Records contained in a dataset
********
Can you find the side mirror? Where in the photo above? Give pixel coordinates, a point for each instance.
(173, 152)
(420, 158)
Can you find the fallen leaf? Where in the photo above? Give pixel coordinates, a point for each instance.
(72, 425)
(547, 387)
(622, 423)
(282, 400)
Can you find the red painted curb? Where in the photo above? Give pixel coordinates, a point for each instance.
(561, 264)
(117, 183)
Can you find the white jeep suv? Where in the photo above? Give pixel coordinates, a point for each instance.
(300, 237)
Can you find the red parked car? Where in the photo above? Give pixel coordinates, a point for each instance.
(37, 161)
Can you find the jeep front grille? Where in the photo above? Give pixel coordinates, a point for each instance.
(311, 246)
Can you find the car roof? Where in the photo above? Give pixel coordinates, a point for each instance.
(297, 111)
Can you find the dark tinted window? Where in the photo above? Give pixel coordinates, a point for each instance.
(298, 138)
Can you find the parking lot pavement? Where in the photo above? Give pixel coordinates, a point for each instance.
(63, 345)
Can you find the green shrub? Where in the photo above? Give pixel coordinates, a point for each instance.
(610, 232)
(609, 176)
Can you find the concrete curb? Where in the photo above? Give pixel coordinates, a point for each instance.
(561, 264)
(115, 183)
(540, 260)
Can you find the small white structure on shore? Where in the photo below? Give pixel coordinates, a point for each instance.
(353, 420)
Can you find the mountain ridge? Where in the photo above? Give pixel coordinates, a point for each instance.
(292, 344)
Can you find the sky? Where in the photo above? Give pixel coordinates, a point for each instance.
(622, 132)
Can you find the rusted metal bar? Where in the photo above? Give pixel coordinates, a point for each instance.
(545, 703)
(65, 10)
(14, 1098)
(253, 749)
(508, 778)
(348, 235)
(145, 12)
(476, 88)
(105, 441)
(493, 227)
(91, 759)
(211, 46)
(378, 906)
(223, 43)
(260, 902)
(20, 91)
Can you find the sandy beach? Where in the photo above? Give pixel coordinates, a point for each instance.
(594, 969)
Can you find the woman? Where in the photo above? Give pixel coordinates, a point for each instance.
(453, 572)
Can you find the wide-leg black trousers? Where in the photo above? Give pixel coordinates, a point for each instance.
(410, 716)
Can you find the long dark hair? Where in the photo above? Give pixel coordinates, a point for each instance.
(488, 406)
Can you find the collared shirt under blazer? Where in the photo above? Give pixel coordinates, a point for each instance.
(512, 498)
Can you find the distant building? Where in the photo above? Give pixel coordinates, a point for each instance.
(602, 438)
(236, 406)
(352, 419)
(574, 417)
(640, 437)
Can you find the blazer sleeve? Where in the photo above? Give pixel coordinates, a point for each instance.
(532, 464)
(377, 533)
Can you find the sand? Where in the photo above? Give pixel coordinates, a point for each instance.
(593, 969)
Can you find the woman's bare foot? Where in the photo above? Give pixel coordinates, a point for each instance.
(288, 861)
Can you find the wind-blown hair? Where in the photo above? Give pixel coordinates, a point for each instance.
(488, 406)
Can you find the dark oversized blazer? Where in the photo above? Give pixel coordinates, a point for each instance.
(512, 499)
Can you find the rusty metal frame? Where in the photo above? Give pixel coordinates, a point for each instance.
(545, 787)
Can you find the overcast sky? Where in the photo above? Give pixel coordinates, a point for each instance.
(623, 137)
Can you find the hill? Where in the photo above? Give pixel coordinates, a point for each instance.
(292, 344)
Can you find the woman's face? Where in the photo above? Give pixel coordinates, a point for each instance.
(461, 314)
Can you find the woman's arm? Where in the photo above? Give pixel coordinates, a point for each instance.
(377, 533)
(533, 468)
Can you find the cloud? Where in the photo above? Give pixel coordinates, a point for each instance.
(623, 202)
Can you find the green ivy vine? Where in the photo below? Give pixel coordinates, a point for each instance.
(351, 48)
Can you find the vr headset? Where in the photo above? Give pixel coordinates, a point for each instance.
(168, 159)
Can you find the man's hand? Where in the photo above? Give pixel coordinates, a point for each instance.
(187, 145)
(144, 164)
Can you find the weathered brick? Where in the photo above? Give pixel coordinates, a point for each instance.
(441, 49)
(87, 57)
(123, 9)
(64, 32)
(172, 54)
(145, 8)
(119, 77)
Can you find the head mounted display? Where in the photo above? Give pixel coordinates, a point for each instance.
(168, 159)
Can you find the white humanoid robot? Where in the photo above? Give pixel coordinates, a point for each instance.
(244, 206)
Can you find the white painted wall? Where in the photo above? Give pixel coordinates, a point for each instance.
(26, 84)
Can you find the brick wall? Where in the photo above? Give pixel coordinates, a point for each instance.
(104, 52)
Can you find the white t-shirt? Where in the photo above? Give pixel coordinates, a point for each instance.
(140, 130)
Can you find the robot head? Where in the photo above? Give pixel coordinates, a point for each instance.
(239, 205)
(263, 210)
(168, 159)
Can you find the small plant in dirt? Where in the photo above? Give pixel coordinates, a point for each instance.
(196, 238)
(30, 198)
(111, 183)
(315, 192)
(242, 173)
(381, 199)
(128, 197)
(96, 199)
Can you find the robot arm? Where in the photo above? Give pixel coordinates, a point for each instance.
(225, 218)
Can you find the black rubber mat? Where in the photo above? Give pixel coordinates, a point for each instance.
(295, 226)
********
### PROBLEM TO SOLVE
Write the data out again in full and exactly.

### RESPONSE TO THE EXERCISE
Can you find the side mirror? Where in the photo above? Give pixel coordinates, a point for each instance.
(173, 152)
(420, 158)
Can you find the fallen leaf? Where in the photo above? Give pixel coordinates, a point for each instance.
(72, 425)
(547, 387)
(622, 423)
(282, 400)
Can you find the red painted curb? Where in the photo above? Give pixel coordinates, a point for each instance.
(561, 264)
(117, 183)
Can you find the white jeep suv? Where in the photo above? Give pixel coordinates, a point for each instance.
(300, 237)
Can you find the red parked car? Where in the photo above? Give pixel coordinates, a point for each instance.
(37, 161)
Can you find the jeep front grille? Where in the photo above? Give pixel coordinates, a point for each instance.
(311, 246)
Can you find the car roof? Where in the photo above? Give pixel coordinates, a point for each instance.
(297, 111)
Can you find the dark tinted window? Where in the photo above? Give pixel coordinates, a point for each instance.
(298, 138)
Can you find the parking lot pavement? Where in the photo above? Give pixel coordinates, a point for each instance.
(63, 345)
Can you find the green shrub? Where in the photo above? Give pixel coordinates, a point for each instance.
(610, 232)
(609, 176)
Can you find the concrete curb? Where in the photo above? Give pixel coordinates, a point for each instance.
(561, 264)
(115, 183)
(540, 260)
Can you find the small white structure on shore? Where in the photo below? Give pixel coordinates, a point for each instance.
(353, 420)
Can you find the mountain ridge? Where in the photo above? Give pixel coordinates, a point for each instance.
(292, 344)
Can you find the sky? Where in the photo above? Give pixel coordinates, a point for each instance.
(622, 132)
Can you find the rusted metal bar? Where in the photo above? Give pixel coordinates, a point for each instance.
(545, 703)
(65, 10)
(14, 1098)
(253, 749)
(508, 778)
(348, 235)
(145, 12)
(476, 88)
(105, 441)
(493, 227)
(91, 759)
(211, 46)
(378, 906)
(223, 43)
(260, 902)
(20, 91)
Can you find the sandy beach? Where in the photo above? Give pixel coordinates, a point for each instance.
(594, 969)
Can you find the woman? Where in the photo above? Give pixel coordinates, a point for each instance.
(453, 572)
Can you find the wide-leg black trousers? Where in the photo above? Give pixel coordinates, a point for each instance.
(410, 716)
Can you find the long dark hair? Where in the photo above? Give pixel coordinates, a point for each instance.
(488, 406)
Can you find the collared shirt under blazer? Where in the photo above? Give pixel coordinates, a point for each instance.
(512, 498)
Can you find the distant building? Where in the photo above? Give pixel coordinates, a point for each instance.
(602, 438)
(236, 406)
(352, 419)
(574, 417)
(640, 437)
Can you find the blazer sleeve? Where in the photo above? Give pixel coordinates, a point for each instance.
(532, 464)
(377, 533)
Can you find the sand? Where in the photo above? Give pixel coordinates, a point for each instance.
(593, 969)
Can you find the woman's bare foot? Where in the photo above? Give pixel coordinates, a point for each instance.
(288, 861)
Can you find the wind-blown hair? Where in the photo above? Give pixel coordinates, a point for each instance.
(488, 406)
Can you find the dark oversized blazer? Where in the photo above? Give pixel coordinates, a point for each instance.
(512, 499)
Can you find the rusty metal frame? Where in the photo above? Give pixel coordinates, a point for each instance.
(545, 787)
Can you find the overcast sky? Where in the photo above? Give pixel coordinates, a point for each instance.
(623, 137)
Can you find the hill? Where in the photo above? Give pixel coordinates, a point for each instance.
(292, 344)
Can you find the woman's face? Where in the photo above? Give pixel coordinates, a point for each instance.
(461, 314)
Can you find the woman's arm? Where in the photo above? Give pixel coordinates, a point for each instance.
(377, 533)
(533, 468)
Can you find the cloud? Where in the photo above? Give pixel coordinates, a point for each instance.
(623, 202)
Can you find the green ivy vine? Where in the photo below? Give pixel coordinates, a point for each instance.
(351, 48)
Can you find the vr headset? Where in the photo above? Give pixel coordinates, a point for each instance.
(168, 159)
Can you find the man's hand? Where in the photo above? Give pixel coordinates, a point for each instance.
(187, 145)
(144, 164)
Can you find the weathered brick? Where in the photo above? Give pixel coordinates, a point for each instance.
(441, 49)
(87, 57)
(123, 9)
(64, 32)
(172, 54)
(145, 8)
(119, 77)
Can you find the head mounted display? Where in the photo above? Give pixel coordinates, a point for each instance.
(168, 159)
Can you find the white humanoid robot? Where in the photo above? Give pixel coordinates, a point for each instance.
(244, 206)
Can you find the white painted wall? Where in the photo above? Give pixel coordinates, a point for each instance.
(26, 84)
Can you find the brick wall? Where in the photo above? Give pixel coordinates, a point for each instance.
(104, 52)
Can you find the white t-shirt? Where in the photo above? Give pixel coordinates, a point for each instance.
(140, 130)
Can you find the robot head? Where in the photo above? Give pixel coordinates, a point for each instance.
(239, 205)
(263, 210)
(168, 159)
Can you find the small plant in dirt? Where in the photo above? Give pixel coordinates, a point for each instance.
(196, 238)
(30, 198)
(111, 183)
(315, 192)
(242, 173)
(381, 199)
(128, 197)
(96, 199)
Can you find the robot arm? Where in the photo above? Give pixel coordinates, a point for each instance.
(225, 218)
Can you find the black rubber mat? Where in the photo above? Give pixel coordinates, a point for each instance.
(295, 226)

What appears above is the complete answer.